• _PASSAGE_:
###
O’Hare Airport’s information desks are staffed by volunteers — and they’ve seen it all

CHICAGO — The holidays are stressful, but it could be worse.

You could work in an airport. In one of the busiest airports in the world. For free. You could work in an airport for free and sit for five hours a day wearing a blue vest and invite strangers — bring me your tired, your hungry, your flight-delayed, your missed connections, your abusive, your entitled, your perpetually turned-around, your extremely frustrated, your actual refugees seeking asylum — to complain to you, to ask countless questions, to ensure their trajectory. For no money. You could do this because you are a good person who wishes to experience the satisfaction of being helpful in an unhelpful environment.

You could work at an information desk at O’Hare International Airport.

More than 2 million passengers passed through O’Hare Thanksgiving week alone, a confusing place even if you visit regularly. Not McCormick Place confusing. (Nowhere else in Chicago is that confusing.) Finding help is not quite finding-an-employee-at-Home-Depot difficult. But it often seems easier to find a Nuts on Clark at O’Hare than a person with answers.

This is where the saints of the information desk come in.
###
• _DATA EXTRACTS_:
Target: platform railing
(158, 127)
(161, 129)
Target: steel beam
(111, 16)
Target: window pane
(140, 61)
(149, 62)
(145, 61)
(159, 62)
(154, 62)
###
• _TASK ITEM A_:
Based on the O'Hare article, decide whether each statement agrees with it. Answer yes or no for each, and quote the words that decide it.
(i) More than 2 million passengers passed through O'Hare during Thanksgiving week.
(ii) The information desk workers are paid for their shifts.
(iii) McCormick Place is described as less confusing than O'Hare.
• _TASK ITEM B_:
List every business or venue, other than O'Hare itself, that the O'Hare article names.
• _TASK ITEM C_:
Translate this sentence from the O'Hare article into Spanish: "You could work at an information desk at O’Hare International Airport."

• _EXERCISE OUTPUT A_:
(i) Yes: "More than 2 million passengers passed through O’Hare Thanksgiving week alone"
(ii) No: "For no money."
(iii) No: "Not McCormick Place confusing. (Nowhere else in Chicago is that confusing.)"

• _EXERCISE OUTPUT B_:
McCormick Place, Home Depot, Nuts on Clark

• _EXERCISE OUTPUT C_:
Podrías trabajar en un mostrador de información del Aeropuerto Internacional O’Hare.